> **Texte source**

Les années RATIÉ 1985 – 1987

Le 4 septembre 1985, le Général Forget, commandant la FATac 1ère RA, remet le commandement de la BA 136 au Colonel Ratié. Il est le onzième commandant de la base. Cette cérémonie est l’occasion d’une remise de décorations et d’un défilé des troupes devant les autorités civiles et militaires.

Le colonel Ratié
Le colonel Ratié

Lorsqu’un nouveau ministre de la Défense est nommé, on lui présente l’armée de l’air. Une base aérienne est donc désignée pour la présentation et tous les moyens sont regroupés à cet endroit. J’ai souvenance d’une présentation où je me suis retrouvé à la fois, chauffeur, guide et porte serviette d’un général pour l’occasion…

Le 15 octobre 1985 le ministre de la défense, Monsieur Paul Quilès, vient se faire présenter l’armée de l’air sur Rosières. Accompagné du Général Capillon, chef d’état-major de l’armée de l’air, du Général Forget, commandant la FATac 1ère RA, des généraux commandant les FAS, le CAFDA et le COTAM, il assiste à plusieurs présentations statiques commentées par les différents grands commandeurs.

> **Données fournies**
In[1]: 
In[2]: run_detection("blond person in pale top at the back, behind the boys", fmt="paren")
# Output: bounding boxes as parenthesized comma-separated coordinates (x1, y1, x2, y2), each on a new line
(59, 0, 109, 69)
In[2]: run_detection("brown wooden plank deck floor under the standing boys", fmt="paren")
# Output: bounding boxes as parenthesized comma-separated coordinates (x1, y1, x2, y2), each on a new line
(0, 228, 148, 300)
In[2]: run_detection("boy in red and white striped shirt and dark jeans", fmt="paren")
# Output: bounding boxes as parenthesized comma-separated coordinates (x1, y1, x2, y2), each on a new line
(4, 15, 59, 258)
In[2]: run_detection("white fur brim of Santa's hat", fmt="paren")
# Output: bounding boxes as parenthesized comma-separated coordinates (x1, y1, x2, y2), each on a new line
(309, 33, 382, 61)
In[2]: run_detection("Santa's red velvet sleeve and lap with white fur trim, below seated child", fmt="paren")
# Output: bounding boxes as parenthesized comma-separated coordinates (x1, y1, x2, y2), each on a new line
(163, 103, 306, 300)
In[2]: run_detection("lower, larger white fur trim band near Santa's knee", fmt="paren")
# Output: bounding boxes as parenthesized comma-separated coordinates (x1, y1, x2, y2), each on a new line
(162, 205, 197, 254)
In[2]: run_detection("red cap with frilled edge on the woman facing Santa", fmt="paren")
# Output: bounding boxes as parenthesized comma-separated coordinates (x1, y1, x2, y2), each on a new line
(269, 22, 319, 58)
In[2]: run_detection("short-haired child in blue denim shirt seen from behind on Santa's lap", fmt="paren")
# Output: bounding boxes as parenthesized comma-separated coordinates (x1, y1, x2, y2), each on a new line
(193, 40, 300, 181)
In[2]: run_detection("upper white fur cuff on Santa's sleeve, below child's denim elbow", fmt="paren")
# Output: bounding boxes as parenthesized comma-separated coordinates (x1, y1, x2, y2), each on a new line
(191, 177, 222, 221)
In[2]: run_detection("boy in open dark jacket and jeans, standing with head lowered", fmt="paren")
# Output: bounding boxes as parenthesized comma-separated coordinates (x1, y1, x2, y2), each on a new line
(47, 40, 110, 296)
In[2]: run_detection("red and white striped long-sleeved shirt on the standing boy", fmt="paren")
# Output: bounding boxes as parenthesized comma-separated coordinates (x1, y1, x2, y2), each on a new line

> **Action demandée**
Reproduisez en entier le texte sur les années Ratié à la BA 136, sans en changer un seul mot.

> **Solution détaillée**
Les années RATIÉ 1985 – 1987

Le 4 septembre 1985, le Général Forget, commandant la FATac 1ère RA, remet le commandement de la BA 136 au Colonel Ratié. Il est le onzième commandant de la base. Cette cérémonie est l’occasion d’une remise de décorations et d’un défilé des troupes devant les autorités civiles et militaires.

Le colonel Ratié
Le colonel Ratié

Lorsqu’un nouveau ministre de la Défense est nommé, on lui présente l’armée de l’air. Une base aérienne est donc désignée pour la présentation et tous les moyens sont regroupés à cet endroit. J’ai souvenance d’une présentation où je me suis retrouvé à la fois, chauffeur, guide et porte serviette d’un général pour l’occasion…

Le 15 octobre 1985 le ministre de la défense, Monsieur Paul Quilès, vient se faire présenter l’armée de l’air sur Rosières. Accompagné du Général Capillon, chef d’état-major de l’armée de l’air, du Général Forget, commandant la FATac 1ère RA, des généraux commandant les FAS, le CAFDA et le COTAM, il assiste à plusieurs présentations statiques commentées par les différents grands commandeurs.